**Task material**.

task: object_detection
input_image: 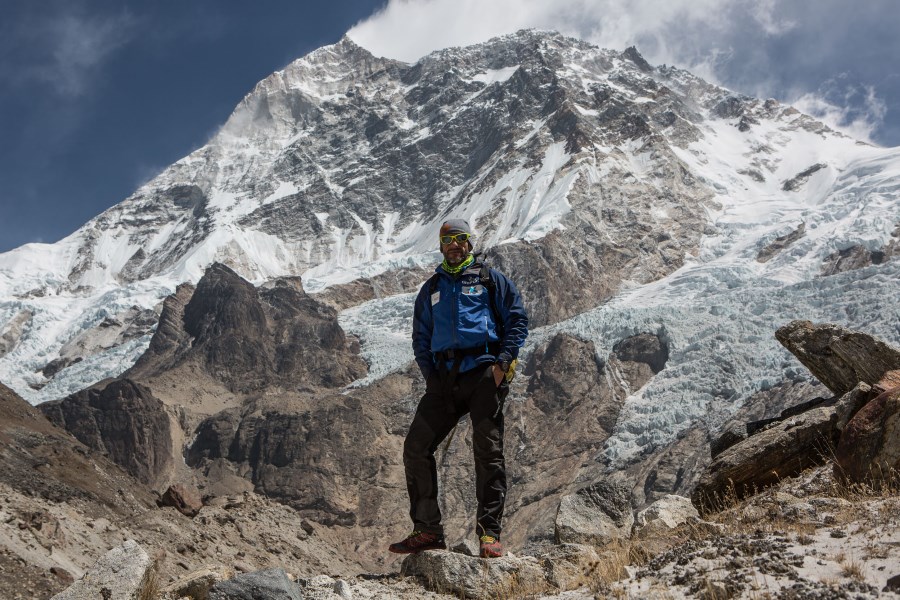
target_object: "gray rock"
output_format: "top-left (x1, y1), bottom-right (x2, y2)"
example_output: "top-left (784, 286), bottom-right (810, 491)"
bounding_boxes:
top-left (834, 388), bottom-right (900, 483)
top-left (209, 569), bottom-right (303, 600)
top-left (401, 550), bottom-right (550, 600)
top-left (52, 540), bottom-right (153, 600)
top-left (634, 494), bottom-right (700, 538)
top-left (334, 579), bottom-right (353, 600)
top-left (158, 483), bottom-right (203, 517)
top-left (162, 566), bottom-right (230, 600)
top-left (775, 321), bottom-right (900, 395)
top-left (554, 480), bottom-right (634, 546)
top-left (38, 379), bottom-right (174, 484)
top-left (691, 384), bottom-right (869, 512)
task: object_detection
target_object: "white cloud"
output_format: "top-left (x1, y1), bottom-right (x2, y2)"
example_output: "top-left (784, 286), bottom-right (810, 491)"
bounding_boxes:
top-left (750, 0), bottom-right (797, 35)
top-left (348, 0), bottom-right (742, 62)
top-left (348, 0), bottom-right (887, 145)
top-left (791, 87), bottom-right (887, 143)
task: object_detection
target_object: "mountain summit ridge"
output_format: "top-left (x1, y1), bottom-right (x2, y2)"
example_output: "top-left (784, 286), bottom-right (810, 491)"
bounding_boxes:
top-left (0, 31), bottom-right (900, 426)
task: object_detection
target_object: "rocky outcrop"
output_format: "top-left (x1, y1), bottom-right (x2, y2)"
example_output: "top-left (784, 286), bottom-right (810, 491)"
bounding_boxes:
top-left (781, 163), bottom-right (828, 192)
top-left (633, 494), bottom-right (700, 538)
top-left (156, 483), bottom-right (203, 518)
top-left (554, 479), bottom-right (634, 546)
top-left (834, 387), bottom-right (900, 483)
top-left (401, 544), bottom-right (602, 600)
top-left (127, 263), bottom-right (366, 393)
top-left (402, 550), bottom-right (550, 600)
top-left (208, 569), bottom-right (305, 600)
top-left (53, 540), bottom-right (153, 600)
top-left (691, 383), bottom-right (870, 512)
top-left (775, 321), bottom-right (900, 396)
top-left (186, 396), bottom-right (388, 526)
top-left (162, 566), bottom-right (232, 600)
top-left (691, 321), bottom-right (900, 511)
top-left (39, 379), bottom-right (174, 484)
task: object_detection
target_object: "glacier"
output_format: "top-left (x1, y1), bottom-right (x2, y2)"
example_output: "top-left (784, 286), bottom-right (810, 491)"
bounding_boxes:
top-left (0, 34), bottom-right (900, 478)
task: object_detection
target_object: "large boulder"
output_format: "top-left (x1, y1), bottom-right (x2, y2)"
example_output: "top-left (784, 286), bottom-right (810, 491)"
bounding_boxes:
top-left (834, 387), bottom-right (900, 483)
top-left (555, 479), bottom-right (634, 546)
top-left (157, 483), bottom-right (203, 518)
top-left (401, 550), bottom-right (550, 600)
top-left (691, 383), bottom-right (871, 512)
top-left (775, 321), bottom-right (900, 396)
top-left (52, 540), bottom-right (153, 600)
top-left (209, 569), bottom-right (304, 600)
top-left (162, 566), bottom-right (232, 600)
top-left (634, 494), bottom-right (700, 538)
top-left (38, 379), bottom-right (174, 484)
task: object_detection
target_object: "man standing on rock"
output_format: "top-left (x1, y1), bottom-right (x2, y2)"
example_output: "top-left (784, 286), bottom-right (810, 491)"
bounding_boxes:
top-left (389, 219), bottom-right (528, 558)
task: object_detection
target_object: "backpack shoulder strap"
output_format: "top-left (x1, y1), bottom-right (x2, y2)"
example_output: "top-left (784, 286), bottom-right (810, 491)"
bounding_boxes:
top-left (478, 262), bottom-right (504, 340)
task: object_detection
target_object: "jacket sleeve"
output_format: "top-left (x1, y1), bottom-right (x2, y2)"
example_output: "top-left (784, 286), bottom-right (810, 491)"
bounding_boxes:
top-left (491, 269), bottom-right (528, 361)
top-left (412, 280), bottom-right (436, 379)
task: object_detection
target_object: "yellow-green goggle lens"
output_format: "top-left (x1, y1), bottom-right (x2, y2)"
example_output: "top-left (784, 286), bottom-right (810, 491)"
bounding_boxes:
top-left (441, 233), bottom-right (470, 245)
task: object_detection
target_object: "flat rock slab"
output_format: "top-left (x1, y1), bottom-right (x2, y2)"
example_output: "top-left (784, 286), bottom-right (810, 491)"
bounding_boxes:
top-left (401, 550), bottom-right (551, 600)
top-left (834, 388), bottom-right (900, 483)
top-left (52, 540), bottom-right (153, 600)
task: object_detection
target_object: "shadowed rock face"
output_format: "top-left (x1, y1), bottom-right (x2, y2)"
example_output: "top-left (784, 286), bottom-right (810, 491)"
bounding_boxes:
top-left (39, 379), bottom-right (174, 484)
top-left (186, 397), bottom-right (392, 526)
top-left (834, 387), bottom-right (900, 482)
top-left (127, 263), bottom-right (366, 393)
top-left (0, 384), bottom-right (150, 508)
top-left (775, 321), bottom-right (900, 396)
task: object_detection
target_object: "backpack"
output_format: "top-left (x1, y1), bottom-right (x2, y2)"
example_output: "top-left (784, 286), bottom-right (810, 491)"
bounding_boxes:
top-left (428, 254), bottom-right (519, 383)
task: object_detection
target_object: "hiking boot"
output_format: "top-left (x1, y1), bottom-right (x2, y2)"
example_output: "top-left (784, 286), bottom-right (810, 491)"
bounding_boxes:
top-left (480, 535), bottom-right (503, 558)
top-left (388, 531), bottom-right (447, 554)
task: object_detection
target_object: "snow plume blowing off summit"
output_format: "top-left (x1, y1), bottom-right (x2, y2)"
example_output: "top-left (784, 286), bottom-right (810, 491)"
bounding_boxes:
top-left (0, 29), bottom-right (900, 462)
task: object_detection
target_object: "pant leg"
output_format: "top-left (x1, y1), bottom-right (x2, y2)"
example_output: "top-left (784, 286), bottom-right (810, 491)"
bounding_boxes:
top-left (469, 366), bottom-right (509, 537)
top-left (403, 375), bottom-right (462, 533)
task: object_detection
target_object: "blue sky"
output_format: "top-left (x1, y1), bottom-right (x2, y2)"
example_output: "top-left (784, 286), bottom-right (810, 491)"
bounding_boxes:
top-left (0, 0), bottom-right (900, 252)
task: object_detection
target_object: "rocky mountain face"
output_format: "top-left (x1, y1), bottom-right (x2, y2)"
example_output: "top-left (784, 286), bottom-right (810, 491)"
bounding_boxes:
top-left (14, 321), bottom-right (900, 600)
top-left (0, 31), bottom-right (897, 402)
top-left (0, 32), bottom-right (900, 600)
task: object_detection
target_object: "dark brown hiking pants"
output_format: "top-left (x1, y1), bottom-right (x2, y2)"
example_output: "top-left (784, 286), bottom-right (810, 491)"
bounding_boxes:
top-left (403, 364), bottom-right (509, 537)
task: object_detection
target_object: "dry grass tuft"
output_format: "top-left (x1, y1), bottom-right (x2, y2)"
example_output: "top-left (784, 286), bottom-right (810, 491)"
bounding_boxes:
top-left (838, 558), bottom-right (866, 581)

* * *

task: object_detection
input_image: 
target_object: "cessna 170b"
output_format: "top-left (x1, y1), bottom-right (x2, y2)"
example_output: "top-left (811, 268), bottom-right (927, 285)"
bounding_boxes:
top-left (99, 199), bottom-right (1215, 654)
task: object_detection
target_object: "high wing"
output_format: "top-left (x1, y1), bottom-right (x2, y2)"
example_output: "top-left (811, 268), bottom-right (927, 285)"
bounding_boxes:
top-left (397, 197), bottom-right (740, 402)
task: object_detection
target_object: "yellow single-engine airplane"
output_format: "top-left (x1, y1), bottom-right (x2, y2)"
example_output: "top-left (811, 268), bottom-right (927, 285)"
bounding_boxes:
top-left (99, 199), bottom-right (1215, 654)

**Task to carry out**.
Count the lines above that contain the word "mountain", treating case as significant, and reply with the number alone.

**Expected answer**.
2